Description of the task
An exact transcription of the lines below, from the first through the one containing "mark: shirt collar", is the only output wanted.

+++

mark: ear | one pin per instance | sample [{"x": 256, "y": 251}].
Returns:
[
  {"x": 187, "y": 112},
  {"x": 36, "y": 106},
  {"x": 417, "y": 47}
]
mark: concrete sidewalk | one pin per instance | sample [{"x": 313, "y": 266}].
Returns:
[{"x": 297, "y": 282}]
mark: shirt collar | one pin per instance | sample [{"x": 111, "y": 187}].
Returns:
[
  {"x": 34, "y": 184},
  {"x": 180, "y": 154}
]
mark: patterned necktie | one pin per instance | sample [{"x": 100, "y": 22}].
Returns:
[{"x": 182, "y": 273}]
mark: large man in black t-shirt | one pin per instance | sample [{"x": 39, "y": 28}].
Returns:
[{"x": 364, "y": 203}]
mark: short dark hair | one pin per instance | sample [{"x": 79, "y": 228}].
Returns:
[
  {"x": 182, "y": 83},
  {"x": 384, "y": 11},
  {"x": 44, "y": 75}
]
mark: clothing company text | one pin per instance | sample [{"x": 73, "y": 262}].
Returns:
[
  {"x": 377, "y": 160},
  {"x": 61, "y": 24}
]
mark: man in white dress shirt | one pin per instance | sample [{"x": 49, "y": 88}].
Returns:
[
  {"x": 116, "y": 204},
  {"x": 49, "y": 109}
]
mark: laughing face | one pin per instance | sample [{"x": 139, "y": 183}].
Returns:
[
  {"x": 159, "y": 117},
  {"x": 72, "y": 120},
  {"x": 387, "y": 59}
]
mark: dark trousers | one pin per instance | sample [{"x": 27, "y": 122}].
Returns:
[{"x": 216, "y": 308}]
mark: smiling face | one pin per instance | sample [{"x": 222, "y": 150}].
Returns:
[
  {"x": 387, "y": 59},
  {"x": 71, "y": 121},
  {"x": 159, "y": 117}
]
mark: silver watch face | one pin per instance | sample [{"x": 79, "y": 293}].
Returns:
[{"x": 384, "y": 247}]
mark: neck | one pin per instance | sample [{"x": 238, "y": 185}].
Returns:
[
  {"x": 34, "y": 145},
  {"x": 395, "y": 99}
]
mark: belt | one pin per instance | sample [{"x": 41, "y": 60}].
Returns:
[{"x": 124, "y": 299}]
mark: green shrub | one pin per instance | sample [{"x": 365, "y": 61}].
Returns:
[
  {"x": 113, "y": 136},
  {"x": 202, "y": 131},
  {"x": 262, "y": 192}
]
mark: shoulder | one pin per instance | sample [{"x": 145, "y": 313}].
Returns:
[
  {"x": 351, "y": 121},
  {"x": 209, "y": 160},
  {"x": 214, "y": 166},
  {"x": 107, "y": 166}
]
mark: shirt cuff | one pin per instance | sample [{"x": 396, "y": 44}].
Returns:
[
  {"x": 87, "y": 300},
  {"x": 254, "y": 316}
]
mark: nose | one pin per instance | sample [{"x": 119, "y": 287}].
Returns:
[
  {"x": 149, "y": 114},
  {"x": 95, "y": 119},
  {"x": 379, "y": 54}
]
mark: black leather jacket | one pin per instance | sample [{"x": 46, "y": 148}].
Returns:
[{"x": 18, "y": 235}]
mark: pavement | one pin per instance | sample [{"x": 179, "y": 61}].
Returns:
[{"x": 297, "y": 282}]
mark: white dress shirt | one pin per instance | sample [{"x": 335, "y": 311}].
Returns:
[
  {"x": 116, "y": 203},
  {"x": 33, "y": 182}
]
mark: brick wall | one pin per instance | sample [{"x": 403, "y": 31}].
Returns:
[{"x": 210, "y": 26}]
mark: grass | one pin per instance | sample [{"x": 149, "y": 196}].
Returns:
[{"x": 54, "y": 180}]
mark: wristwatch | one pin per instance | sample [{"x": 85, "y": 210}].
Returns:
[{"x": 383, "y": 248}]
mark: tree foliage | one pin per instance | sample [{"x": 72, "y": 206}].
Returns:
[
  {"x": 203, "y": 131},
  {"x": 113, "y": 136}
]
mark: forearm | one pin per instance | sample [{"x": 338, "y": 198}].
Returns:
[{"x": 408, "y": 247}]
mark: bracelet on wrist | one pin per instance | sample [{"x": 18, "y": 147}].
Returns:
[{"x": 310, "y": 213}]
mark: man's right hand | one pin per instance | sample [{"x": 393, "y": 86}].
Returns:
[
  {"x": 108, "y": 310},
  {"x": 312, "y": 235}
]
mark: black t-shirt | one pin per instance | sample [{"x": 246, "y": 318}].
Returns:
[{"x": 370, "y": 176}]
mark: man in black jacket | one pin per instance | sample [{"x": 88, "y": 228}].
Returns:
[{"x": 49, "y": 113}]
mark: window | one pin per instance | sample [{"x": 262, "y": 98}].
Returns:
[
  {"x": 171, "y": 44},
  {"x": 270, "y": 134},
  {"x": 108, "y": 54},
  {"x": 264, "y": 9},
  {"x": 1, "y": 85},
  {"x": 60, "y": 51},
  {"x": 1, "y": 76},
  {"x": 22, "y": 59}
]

+++

Answer to this task
mark: ear | one pin per instance | sample [{"x": 256, "y": 251}].
Returns:
[
  {"x": 187, "y": 112},
  {"x": 36, "y": 106},
  {"x": 417, "y": 47}
]
mark: concrete sidewalk | one pin per instance | sample [{"x": 313, "y": 266}].
Returns:
[{"x": 297, "y": 282}]
mark: shirt collar | one pin per instance | sample [{"x": 111, "y": 187}].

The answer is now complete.